> SOURCE EXCERPT:
•••••

Converts VCF/BCF to Parquet using the fast bcf_reader extension, then
registers the Parquet file in a DuckLake catalog table.
Usage
ducklake_load_vcf(
con,
table,
vcf_path,
extension_path,
output_path = NULL,
threads = parallel::detectCores(),
compression = "zstd",
row_group_size = 100000L,
region = NULL,
columns = NULL,
overwrite = FALSE,
allow_evolution = FALSE,
tidy_format = FALSE,
partition_by = NULL
)Arguments
- con
DuckDB connection with DuckLake attached.
- table
Target table name (optionally qualified, e.g., "lake.variants").
- vcf_path
Path/URI to VCF/BCF file.
- extension_path
Path to bcf_reader.duckdb_extension (required).
- output_path
Optional Parquet output path. If NULL, uses DuckLake's DATA_PATH.
- threads
Number of threads for conversion.
- compression
Parquet compression codec.
- row_group_size
Parquet row group size.
- region
Optional region filter (e.g., "chr1:1000-2000").
- columns
Optional character vector of columns to include.
- overwrite
Logical, drop existing table first.
- allow_evolution
Logical, evolve table schema by adding new columns from VCF. Default: FALSE. When TRUE, new columns found in the VCF are added via ALTER TABLE before insertion, making all columns queryable. Useful for combining VCFs with different annotations (e.g., VEP columns) or different samples (FORMAT_*_SampleName).
- tidy_format
Logical, if TRUE exports data in tidy (long) format with one row per variant-sample combination and a SAMPLE_ID column. Default FALSE. Ideal for cohort analysis and combining multiple single-sample VCFs.
- partition_by
Optional character vector of columns to partition by (Hive-style). Creates directory structure like
output_dir/SAMPLE_ID=HG00098/data_0.parquet. Note: DuckLake registration currently requires single Parquet files; when using partition_by, the output_path should point to the partition directory and files should be registered separately.
Details
This is the recommended function for loading VCF data into DuckLake.
It uses the bcf_reader DuckDB extension for fast VCF→Parquet conversion,
which is significantly faster than the nanoarrow streaming path.

•••••

> EXERCISE TASK 1:
Answer these questions from the ducklake_load_vcf reference, one per line:
(a) What is the default compression codec?
(b) Which path is used for output when output_path is NULL?
(c) Which path is the bcf_reader conversion described as significantly faster than?

Rows from a pointing dataset:
•••••

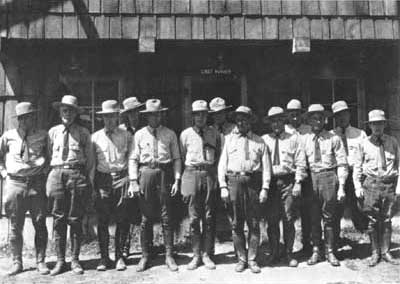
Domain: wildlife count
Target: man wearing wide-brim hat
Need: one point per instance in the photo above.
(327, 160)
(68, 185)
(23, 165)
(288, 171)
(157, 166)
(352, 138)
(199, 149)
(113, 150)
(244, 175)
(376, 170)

•••••

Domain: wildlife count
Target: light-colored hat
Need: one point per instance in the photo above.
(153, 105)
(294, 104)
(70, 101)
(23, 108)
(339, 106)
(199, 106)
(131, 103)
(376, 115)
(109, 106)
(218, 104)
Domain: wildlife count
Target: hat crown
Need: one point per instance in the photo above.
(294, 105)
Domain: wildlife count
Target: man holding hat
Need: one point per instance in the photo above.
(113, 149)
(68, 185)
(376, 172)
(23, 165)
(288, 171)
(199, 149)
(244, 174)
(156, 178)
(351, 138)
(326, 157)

•••••

> EXERCISE TASK 2: Identify each line of the listing that contains the string "Target", and copy those lines.

> OUTPUT 1:
(a) "zstd"
(b) DuckLake's DATA_PATH
(c) The nanoarrow streaming path

> OUTPUT 2:
Target: man wearing wide-brim hat
Target: light-colored hat
Target: hat crown
Target: man holding hat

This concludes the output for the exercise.